**Records shown:**
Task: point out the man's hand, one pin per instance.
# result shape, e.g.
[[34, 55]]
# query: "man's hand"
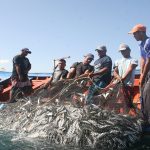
[[91, 75], [20, 77], [141, 81], [45, 86]]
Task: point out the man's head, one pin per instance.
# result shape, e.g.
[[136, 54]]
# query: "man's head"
[[101, 50], [139, 32], [25, 51], [61, 64], [125, 50], [88, 58]]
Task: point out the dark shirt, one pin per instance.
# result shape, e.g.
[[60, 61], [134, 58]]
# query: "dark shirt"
[[24, 64], [100, 64], [59, 74], [81, 68]]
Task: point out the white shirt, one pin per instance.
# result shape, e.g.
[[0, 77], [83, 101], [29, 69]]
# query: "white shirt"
[[123, 65]]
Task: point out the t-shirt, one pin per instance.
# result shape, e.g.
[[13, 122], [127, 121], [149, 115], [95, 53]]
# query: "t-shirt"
[[59, 74], [123, 65], [145, 48], [81, 68], [100, 64], [24, 64]]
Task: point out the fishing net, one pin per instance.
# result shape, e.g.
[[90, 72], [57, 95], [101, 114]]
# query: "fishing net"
[[59, 115], [115, 97]]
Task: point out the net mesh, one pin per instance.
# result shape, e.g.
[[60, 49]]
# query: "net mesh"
[[115, 97]]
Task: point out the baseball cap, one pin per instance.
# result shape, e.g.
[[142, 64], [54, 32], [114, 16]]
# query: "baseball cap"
[[138, 27], [123, 47], [89, 55], [101, 48], [26, 50]]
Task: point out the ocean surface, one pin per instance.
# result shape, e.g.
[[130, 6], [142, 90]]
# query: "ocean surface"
[[10, 140]]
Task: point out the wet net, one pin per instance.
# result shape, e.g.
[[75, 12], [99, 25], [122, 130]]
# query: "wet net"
[[60, 116], [115, 97]]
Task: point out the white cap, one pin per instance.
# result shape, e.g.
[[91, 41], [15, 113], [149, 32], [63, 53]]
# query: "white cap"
[[123, 47]]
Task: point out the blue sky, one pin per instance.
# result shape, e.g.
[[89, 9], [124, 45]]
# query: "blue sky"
[[53, 29]]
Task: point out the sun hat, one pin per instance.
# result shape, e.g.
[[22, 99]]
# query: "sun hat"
[[123, 47], [89, 55], [138, 27], [101, 48], [26, 50]]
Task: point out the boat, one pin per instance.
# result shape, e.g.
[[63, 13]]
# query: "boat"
[[5, 86], [38, 81]]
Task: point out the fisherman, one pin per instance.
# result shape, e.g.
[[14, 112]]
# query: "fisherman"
[[124, 71], [80, 68], [139, 33], [59, 74], [102, 75], [20, 81]]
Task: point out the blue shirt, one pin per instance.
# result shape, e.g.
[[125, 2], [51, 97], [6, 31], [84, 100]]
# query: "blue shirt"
[[145, 48]]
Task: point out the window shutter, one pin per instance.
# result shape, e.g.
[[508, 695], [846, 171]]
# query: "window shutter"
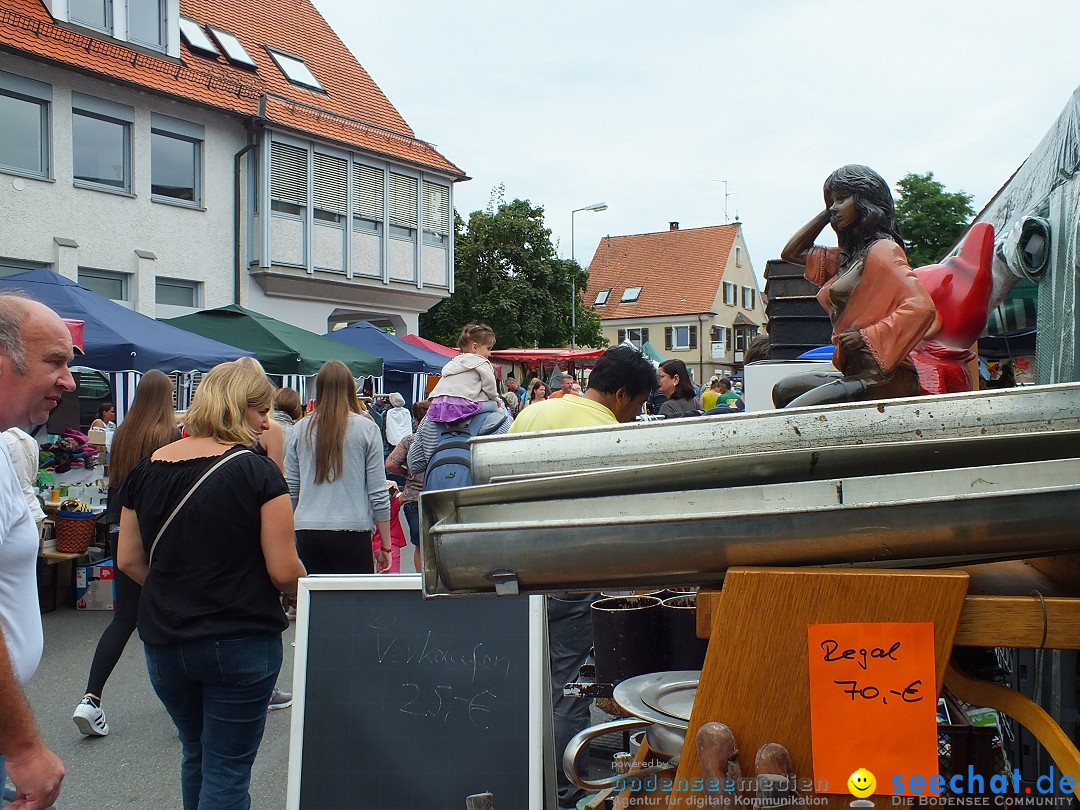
[[367, 197], [331, 186], [436, 208], [403, 200], [288, 174]]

**Problem requirements:** Rewrite everything from the start of the rows down to the line containing "50], [88, 58]]", both ends included, with the requests unchanged and -76 added to every number in the answer pin coordinates. Leave the pictures out.

**Answer to the problem:**
Task: point out the man's hand, one pin per instance.
# result shape, e.g.
[[34, 55]]
# query: "man's hand"
[[15, -1], [-56, 1], [65, 5], [-31, 10]]
Task: point out the man's head, one pin per instance.
# result shape, e.g.
[[136, 54]]
# query: "man's head"
[[25, -26], [63, -44], [-51, -25], [-15, -12], [49, -26], [12, -18]]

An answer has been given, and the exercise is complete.